§ **RECORDS FOR THE TASK**
################
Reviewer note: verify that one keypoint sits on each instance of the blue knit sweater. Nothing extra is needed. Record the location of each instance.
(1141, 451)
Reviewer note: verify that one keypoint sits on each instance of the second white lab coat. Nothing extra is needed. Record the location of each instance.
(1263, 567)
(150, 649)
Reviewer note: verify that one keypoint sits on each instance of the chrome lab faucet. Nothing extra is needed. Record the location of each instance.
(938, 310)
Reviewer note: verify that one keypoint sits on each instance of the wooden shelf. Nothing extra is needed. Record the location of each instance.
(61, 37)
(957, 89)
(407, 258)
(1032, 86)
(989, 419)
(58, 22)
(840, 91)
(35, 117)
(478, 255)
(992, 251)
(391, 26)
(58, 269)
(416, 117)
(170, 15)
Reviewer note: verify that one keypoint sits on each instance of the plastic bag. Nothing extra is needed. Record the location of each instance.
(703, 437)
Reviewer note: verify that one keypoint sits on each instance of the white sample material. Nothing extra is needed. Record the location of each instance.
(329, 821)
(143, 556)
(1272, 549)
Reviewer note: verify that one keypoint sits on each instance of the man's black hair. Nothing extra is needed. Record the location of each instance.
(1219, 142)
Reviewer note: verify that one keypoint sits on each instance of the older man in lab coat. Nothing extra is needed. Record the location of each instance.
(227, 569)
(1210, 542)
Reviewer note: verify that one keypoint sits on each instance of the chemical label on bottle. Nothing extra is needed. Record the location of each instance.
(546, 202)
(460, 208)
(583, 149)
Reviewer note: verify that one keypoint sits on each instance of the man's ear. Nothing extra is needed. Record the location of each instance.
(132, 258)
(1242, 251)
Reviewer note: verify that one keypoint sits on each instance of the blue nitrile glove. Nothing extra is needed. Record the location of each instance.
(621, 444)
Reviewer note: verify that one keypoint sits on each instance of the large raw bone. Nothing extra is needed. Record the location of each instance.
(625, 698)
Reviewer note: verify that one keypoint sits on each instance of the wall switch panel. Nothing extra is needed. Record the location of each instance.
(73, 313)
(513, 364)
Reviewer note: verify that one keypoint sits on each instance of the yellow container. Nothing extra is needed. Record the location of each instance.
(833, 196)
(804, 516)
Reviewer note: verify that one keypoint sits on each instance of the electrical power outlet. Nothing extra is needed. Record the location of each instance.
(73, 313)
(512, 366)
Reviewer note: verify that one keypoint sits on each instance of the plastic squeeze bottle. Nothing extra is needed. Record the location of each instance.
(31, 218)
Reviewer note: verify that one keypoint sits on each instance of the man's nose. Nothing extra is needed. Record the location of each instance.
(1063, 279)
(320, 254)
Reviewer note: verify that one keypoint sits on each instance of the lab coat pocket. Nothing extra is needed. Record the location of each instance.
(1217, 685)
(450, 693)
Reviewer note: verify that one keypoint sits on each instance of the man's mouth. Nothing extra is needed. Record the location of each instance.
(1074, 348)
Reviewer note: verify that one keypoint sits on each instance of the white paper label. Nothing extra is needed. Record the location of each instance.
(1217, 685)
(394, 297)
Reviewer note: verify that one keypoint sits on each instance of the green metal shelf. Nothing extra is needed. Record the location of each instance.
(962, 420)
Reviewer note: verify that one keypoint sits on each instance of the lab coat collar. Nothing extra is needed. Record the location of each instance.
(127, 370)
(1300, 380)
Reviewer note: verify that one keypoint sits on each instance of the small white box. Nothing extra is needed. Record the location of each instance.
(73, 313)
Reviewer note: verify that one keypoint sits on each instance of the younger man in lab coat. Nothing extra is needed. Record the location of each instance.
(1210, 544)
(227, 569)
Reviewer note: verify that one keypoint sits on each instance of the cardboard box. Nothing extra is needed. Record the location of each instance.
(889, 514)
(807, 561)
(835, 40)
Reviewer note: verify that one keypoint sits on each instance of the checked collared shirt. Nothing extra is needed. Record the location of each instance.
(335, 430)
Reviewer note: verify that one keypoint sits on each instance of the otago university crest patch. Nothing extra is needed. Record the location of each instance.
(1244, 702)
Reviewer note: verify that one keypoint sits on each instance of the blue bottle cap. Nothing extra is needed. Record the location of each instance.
################
§ **DESCRIPTION OF THE TASK**
A complete, exact copy of the material above is the expected answer.

§ **RESULT**
Reviewer note: verify that one keypoint sits on each instance of the blue knit sweater. Nothing extra is needed. Record the location of each instance.
(1141, 451)
Reviewer note: verify that one keypoint sits on each instance of the second white lab coat. Nothing extra is needed. Record the location of each instance.
(1263, 567)
(150, 649)
Reviewer note: verify that one keypoint sits on each instance of the chrome lab faucet. Nothing extra is needed. Record the location of each instance.
(938, 310)
Reviewer note: verify that one keypoint sits on each instance of the wooden shelf. Nothing extra is needed. Record the location of each instance.
(61, 37)
(957, 89)
(407, 258)
(1032, 86)
(989, 419)
(58, 22)
(840, 91)
(35, 117)
(478, 255)
(992, 251)
(391, 26)
(58, 269)
(416, 117)
(170, 15)
Reviewer note: verify that one keypoint sits on each instance of the plastic bag. Nothing extra is needed. Record the location of each instance.
(703, 437)
Reviewer note: verify that one keypoint sits on each instance of the white sample material. Nothing extra is needed. Record the location of each instance.
(329, 821)
(143, 556)
(1272, 549)
Reviewer note: verify that one keypoint sits on each instance of the man's black hair. Nothing extra is needed. Record the location of each instance.
(1219, 142)
Reviewer note: verify that one keypoint sits on each instance of the older man in lab coat. Nothing extra is needed. Record the location of each instance.
(227, 569)
(1210, 542)
Reviewer note: verify that one keypoint sits on each instance of the chemical label on bottle. Nothing extra is needed. Record the location of each instance.
(546, 202)
(460, 208)
(583, 149)
Reviewer note: verify that one keypoint sits on each instance of the man's ear. Nothing extra is needed. Record the location of each instance.
(132, 258)
(1242, 251)
Reviewer note: verify that one keypoint sits on each instance of the blue nitrile glove. Nothing extra is needed. Record the location of each instance.
(621, 444)
Reviewer note: verify that one keypoint sits on each instance of the large raw bone. Nothing extra is needed. Record the location of each instance.
(625, 698)
Reviewer note: verify that one keypoint sits on each instance of the wall switch panel. Nothing extra is needed. Record the location of each instance.
(73, 313)
(513, 364)
Reviewer note: verify that one keypoint sits on each instance of the yellow container. Nothing extra is needed. Record the location of each instance.
(833, 196)
(804, 516)
Reviewer note: verify that one keypoint sits on each instance of the electrical power outlet. Nothing extra is needed. Record the location of each instance.
(73, 313)
(512, 366)
Reviewer note: verify that one keypoint sits on each instance of the plastic squeeze bottle. Nothing extra is needed. Record the location of each instance.
(31, 218)
Reviewer note: verify that one keypoint sits on each instance of the man's nose. Nothing extra is needed. Record the location of each instance.
(1063, 279)
(320, 254)
Reviewer note: verify that one keypoint sits on each instance of the lab coat pocket. Nothing extra is needed. Record the location of each instance.
(1217, 685)
(450, 693)
Reviewer note: verify that one keypoint sits on each instance of the man's mouth. Nothing extra is needed. Record the location of each instance.
(1074, 348)
Reviewer note: verify that one keypoint sits on each instance of the white paper label. Nothing extra is needed. Record the location of each instance.
(1217, 685)
(394, 297)
Reviewer note: verify that one keypoint sits on each instance of the green metal shelf. Nothing extra is needed. Record the location of each instance.
(962, 420)
Reviewer note: verify that one keypoint sits on each instance of the lab coat collar. Nothing extra is needed. Record the location of each instance.
(127, 370)
(1300, 380)
Reviewer note: verify that one keypoint sits on each instance of the small white box. Nothing extra is needed. Record the location of each instance.
(73, 313)
Reviewer note: verify that one keypoint sits on each instance of the younger man in lab coat. Nothing extra is needed. Record the location of each instance.
(1210, 544)
(227, 569)
Reviewer note: verify that one keypoint sits on each instance of the cardboard box. Nothing extra is needed. Record the location of each instance.
(889, 514)
(807, 561)
(835, 40)
Reviewer note: verify that one keypoint sits on each instance of the checked collared shirt. Nothing extra is needed. Record the location of each instance.
(335, 430)
Reviewer note: verify that one keypoint sits on each instance of the otago university crest patch. Nothing extra is needed. Record the location of each instance.
(1244, 702)
Reviewer note: verify that one keypoint sits on each instance of the blue bottle cap. Nothing extra is needed. Record the location of each instance.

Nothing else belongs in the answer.